» **Teks Hasil Ekstraksi**:
◆ ◆ ◆

Restorasi Literasi Melalui “Babari”

Sebarkan:
Ummulkhairy M. Dun (doc. Pribadi)

Oleh : Ummulkhairy M. Dun

(Sekretaris Umum KOHATI HMI Cabang Ternate)


Mengenal ‘Iklim Literasi’

Akhir-akhir ini, wilayah Indonesia  bagian Barat didominasi musim kemarau berkepanjangan. Jarang ditemukan fenomena turunnya hujan, sehingga memberikan kesan tidak nyaman pada sebagian orang. Kerinduan pada musim hujan pun mulai dirasakan mereka. Sejak pertengahan tahun ini, 63% wilayah Indonesia telah merasa karib dengan kemarau. Hal itu diutarakan secara eksplisit melalui website kepercayaan masyarakat (www.bmkg.go.id). 

Kehadiran ‘kemarau’ mengharuskan masyarakat bersahabat dengan dia yang cukup mengganggu kesehatan mereka di negeri kepulauan ini. ‘Polusi’ adalah sebutan terkenal padanya sebagai pengganggu kesehatan. Batuk dan sesak nafas oleh masyarakat di sebelah barat negeri ini dipastikan karena pencemaran udara. Panasnya matahari ditambah melonjaknya penggunaan kendaraan menjadi salah satu alasan terkuat mereka mengidap gangguan pada saluran pernapasan.

Kondisi kemarau hingga gangguan saluran pernapasan pada masyarakat dianggap pantas dan layak menjadi sebuah majas atas potret literasi di Indonesia. Literasi dikonotasikan sebagai udara segar yang dicemari oleh ulah ‘malas’ manusia dan berdampak buruk pada pembangunan sumber daya manusia. Tidak mengherankan jika masyarakat Indonesia sering kali kalah saing dengan masyarakat dari negara lain.

Masyarakat Indonesia yang kurang berdaya saing dipengaruhi ragam faktor. Satu dari ragam itu adalah perihal literasi. Bagi sebagian orang, memaknai literasi hanya pada batasan praktik membaca, menulis bahkan berhitung. Membaca seperlunya saat menyelesaikan tugas di bangku sekolah, begitu juga dengan menulis dilakukan atas perintah guru atau dosen, dan berhitung dipraktikkan saat mata pelajaran bidang eksakta dimulai. 

Lantas, dimana letak kesempurnaan kita memaknai term literasi? Secara etimologi, literasi berasal dari Bahasa Latin yaitu dari kata “literatus”. Literatus kemudian diterjemahkan dalam Bahasa Inggris yaitu “a learned person” atau orang yang belajar. Seseorang dikatakan sebagai literatus apabila dia memiliki kemampuan membaca, menulis dan bercakap-cakap dalam Bahasa Latin (Gunarsa, 2006:44). Masih dalam mendefinisikan literasi, menurut Ali Romdhoni literasi berupa kemampuan membaca dan menulis (Romdhoni, 2013: 88). Sehingga dapat dipahami, jika banyak yang menitikberatkan literasi pada perihal membaca dan menulis. Membaca dan menulis selanjutnya berkembang dan menambahkan berhitung sebagai bagian dari literasi pula.

◆ ◆ ◆

» **Data Hasil Ekstraksi**:
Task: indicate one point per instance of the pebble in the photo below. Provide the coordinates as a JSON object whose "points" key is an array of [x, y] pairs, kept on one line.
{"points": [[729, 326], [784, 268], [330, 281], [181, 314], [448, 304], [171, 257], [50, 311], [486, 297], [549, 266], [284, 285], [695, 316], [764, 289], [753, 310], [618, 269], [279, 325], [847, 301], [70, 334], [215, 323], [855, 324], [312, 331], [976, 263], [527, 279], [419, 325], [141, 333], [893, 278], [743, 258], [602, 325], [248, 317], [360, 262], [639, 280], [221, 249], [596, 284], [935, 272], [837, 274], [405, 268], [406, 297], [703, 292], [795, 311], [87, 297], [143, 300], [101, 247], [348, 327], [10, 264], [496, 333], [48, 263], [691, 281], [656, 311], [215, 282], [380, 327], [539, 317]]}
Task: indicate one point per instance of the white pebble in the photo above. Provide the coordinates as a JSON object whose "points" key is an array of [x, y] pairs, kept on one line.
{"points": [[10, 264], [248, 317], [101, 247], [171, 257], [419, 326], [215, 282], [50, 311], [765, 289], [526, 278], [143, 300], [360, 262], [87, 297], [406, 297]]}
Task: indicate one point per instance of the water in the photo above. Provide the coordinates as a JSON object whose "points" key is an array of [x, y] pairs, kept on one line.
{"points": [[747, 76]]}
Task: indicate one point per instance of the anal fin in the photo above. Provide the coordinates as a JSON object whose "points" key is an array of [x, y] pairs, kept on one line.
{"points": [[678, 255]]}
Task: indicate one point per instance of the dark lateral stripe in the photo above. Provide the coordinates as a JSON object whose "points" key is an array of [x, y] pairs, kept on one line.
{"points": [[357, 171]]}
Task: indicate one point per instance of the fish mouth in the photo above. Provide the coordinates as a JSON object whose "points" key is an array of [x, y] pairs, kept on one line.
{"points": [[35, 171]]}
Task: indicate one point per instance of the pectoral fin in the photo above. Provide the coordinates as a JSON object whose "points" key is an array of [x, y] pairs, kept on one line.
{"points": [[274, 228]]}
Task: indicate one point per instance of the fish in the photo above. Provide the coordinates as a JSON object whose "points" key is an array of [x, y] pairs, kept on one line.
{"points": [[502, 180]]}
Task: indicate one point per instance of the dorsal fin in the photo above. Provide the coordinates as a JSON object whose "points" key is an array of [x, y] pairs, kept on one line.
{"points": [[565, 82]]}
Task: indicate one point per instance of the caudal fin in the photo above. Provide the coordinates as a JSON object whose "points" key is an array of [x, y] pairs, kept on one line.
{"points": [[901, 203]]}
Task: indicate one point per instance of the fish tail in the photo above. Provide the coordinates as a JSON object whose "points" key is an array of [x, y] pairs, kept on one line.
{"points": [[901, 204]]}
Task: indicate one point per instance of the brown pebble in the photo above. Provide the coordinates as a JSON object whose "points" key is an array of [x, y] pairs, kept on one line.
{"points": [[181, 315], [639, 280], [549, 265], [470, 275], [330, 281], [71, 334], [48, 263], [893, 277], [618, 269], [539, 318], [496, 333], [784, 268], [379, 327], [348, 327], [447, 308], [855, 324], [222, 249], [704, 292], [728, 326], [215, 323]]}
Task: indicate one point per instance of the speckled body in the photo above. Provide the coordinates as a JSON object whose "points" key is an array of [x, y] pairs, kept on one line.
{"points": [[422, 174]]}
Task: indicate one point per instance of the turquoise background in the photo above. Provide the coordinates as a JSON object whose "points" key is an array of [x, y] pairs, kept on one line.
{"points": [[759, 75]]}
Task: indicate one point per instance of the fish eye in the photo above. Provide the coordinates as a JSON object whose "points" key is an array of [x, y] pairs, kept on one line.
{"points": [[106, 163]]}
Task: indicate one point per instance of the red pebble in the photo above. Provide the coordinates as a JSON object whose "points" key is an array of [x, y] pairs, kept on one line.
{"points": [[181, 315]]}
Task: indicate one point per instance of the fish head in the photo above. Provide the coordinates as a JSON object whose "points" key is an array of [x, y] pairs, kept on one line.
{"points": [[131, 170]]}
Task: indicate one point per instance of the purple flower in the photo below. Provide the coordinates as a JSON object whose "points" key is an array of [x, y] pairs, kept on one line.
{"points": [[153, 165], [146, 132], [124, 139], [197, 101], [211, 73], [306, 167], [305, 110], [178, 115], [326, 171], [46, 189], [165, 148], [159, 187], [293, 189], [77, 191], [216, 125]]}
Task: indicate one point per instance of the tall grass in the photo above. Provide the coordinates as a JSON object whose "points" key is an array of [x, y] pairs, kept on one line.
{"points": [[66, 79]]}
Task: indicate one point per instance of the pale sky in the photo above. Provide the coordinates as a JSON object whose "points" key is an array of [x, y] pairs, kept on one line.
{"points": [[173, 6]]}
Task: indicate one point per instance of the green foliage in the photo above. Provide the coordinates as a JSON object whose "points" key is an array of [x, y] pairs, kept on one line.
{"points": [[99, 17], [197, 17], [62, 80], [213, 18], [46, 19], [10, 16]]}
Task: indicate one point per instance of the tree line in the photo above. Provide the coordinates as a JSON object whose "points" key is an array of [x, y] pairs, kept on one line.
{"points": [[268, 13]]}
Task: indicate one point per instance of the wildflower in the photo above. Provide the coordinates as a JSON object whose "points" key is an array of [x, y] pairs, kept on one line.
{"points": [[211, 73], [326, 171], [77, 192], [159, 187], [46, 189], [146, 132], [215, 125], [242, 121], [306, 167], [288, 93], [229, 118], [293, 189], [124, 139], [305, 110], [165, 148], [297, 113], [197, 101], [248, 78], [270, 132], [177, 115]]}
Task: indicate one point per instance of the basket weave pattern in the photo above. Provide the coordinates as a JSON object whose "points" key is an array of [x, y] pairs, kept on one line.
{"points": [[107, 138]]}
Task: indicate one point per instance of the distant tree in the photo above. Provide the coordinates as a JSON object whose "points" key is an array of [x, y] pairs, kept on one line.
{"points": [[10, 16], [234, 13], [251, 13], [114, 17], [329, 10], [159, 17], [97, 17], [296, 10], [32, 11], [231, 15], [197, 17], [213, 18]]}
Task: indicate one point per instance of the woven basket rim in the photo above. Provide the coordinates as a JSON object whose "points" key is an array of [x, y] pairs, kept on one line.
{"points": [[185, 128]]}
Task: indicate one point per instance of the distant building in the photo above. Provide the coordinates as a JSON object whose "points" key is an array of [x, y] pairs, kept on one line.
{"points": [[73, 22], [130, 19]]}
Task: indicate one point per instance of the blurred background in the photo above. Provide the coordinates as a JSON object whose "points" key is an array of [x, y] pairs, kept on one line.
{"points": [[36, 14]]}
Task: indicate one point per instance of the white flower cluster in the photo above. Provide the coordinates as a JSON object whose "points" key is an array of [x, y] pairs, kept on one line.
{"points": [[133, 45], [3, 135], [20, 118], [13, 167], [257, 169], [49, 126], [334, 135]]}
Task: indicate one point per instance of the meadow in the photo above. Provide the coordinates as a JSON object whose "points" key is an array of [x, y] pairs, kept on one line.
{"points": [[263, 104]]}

◆ ◆ ◆

» **Yang Perlu Dikerjakan**:
- 1) Menurut teks tentang literasi, dari kata Latin apa istilah literasi berasal?
- 2) Ringkaslah paragraf dalam teks tentang literasi yang diawali "Masyarakat Indonesia yang kurang berdaya saing" tanpa menghilangkan fakta utamanya.
- 3) Salin ulang apa adanya dari teks tentang literasi semuanya mulai dari "Mengenal ‘Iklim Literasi’" terus ke bawah sampai "pada saluran pernapasan.".

» **Hasil Latihan**:
- 1) Istilah literasi berasal dari kata Latin "literatus".

- 2) Rendahnya daya saing masyarakat Indonesia dipengaruhi beragam faktor, salah satunya literasi. Sebagian orang memaknai literasi hanya sebatas membaca, menulis, dan berhitung. Mereka membaca seperlunya untuk tugas sekolah, menulis atas perintah guru atau dosen, dan berhitung saat pelajaran eksakta.

- 3)
Mengenal ‘Iklim Literasi’

Akhir-akhir ini, wilayah Indonesia  bagian Barat didominasi musim kemarau berkepanjangan. Jarang ditemukan fenomena turunnya hujan, sehingga memberikan kesan tidak nyaman pada sebagian orang. Kerinduan pada musim hujan pun mulai dirasakan mereka. Sejak pertengahan tahun ini, 63% wilayah Indonesia telah merasa karib dengan kemarau. Hal itu diutarakan secara eksplisit melalui website kepercayaan masyarakat (www.bmkg.go.id). 

Kehadiran ‘kemarau’ mengharuskan masyarakat bersahabat dengan dia yang cukup mengganggu kesehatan mereka di negeri kepulauan ini. ‘Polusi’ adalah sebutan terkenal padanya sebagai pengganggu kesehatan. Batuk dan sesak nafas oleh masyarakat di sebelah barat negeri ini dipastikan karena pencemaran udara. Panasnya matahari ditambah melonjaknya penggunaan kendaraan menjadi salah satu alasan terkuat mereka mengidap gangguan pada saluran pernapasan.